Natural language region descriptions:
◆ ◆ ◆ ◆ ◆

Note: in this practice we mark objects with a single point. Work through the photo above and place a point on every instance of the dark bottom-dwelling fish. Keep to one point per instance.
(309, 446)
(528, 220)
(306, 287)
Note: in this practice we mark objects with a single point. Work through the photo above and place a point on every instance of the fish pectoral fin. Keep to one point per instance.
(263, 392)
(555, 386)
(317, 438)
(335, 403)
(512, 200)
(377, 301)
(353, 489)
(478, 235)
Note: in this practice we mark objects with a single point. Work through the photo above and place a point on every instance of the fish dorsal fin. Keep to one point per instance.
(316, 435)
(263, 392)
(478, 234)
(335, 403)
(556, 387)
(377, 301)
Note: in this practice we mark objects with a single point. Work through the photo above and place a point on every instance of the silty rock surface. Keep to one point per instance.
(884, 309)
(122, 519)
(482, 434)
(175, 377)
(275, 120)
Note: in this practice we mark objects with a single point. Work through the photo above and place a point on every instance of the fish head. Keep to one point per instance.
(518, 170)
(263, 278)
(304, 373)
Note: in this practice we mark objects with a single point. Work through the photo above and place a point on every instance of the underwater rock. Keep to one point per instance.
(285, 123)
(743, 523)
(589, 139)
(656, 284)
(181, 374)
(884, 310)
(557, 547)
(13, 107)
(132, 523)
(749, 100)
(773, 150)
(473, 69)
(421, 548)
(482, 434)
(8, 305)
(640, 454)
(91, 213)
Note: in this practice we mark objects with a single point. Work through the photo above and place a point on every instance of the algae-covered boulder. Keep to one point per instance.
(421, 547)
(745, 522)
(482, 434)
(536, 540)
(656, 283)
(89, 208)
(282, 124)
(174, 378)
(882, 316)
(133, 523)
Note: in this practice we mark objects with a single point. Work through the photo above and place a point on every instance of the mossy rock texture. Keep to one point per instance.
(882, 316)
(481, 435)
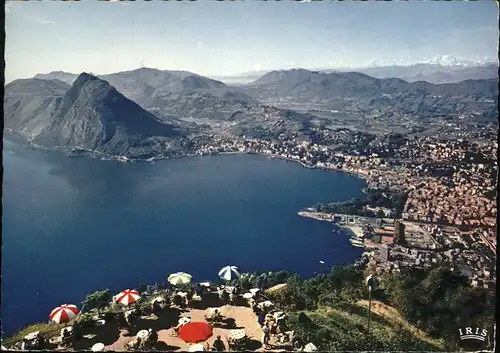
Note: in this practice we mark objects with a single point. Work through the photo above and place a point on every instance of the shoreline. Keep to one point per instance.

◆ ◆ ◆ ◆ ◆

Retype each line above exactly. Leave the images out.

Note: in this practice we mark objects with a single point. Work through the photo above and place a point on every instance of the dark bottom-dwelling fish. Keep to one point per instance.
(309, 446)
(528, 220)
(306, 287)
Note: in this practice we mark objects with a single point. Work through the photo above and place a point on every instance of the fish pectoral fin. Keep to one point per instance.
(263, 392)
(555, 386)
(317, 438)
(335, 403)
(512, 200)
(377, 301)
(353, 489)
(478, 235)
Note: in this practice we mark objects with a single point. Work through the photo above and place a point on every instance of the fish dorsal fin. Keep to one point per instance.
(316, 435)
(263, 392)
(478, 234)
(335, 403)
(556, 387)
(377, 301)
Note: in this practice we mark objects with a single point. Work through the photo above and place a point on every instance of the silty rock surface. Keep to one point per instance.
(884, 309)
(122, 519)
(482, 434)
(175, 377)
(275, 120)
Note: in this practice we mark objects with a single point. Work through the photo above and place a point on every instance of the fish head. Keep to one point per instance.
(518, 170)
(263, 278)
(304, 373)
Note: in this practice we mark objects with a single point. Work through the photo above and place a point on every instance of the underwater rock. Keep to one point per instance.
(285, 123)
(743, 523)
(589, 139)
(656, 284)
(181, 374)
(884, 310)
(557, 547)
(13, 107)
(132, 523)
(749, 100)
(773, 150)
(473, 69)
(421, 548)
(482, 434)
(8, 305)
(640, 454)
(91, 213)
Note: in this practice we mark objects with a single point. Work through the photo above and place a point on every instance of the algae-covered boulder. Keep to one point per instance.
(421, 547)
(745, 522)
(482, 434)
(536, 540)
(656, 283)
(89, 208)
(282, 124)
(174, 378)
(882, 316)
(133, 523)
Note: in this practice we mark objects with a single point. Work through the photo above and place a point on every instance of the mossy rock texture. Keep to one point per instance.
(882, 316)
(481, 435)
Note: in this practice we mark objects with a single point. Work through the photo above and place a point on every instance of the shoreline. Keep to one point per instance.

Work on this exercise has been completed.